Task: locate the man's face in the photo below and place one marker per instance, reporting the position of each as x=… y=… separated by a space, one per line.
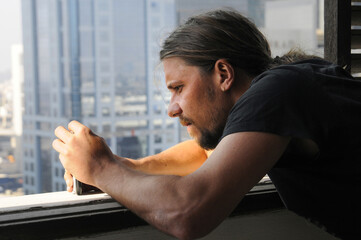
x=197 y=101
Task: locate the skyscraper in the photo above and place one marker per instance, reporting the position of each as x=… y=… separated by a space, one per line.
x=94 y=61
x=91 y=61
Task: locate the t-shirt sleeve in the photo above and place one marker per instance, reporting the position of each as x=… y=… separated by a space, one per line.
x=285 y=103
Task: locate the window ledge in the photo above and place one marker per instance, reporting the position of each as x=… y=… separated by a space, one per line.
x=62 y=214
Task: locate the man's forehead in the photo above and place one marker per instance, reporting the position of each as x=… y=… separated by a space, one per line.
x=177 y=69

▶ _GOAL OF THE EXERCISE_: Output as a Markdown table every line from the one containing "Task: locate the man's forehead" through the end of the records, with the columns Row and Content. Number the rows in the first column and leave out blank lines.

▶ _EXERCISE RESULT_:
| Row | Content |
|---|---|
| 1 | Task: locate the man's forehead in the photo above and place one marker per instance, reporting the position of each as x=… y=… separated by a space, one per line. |
| 2 | x=177 y=69 |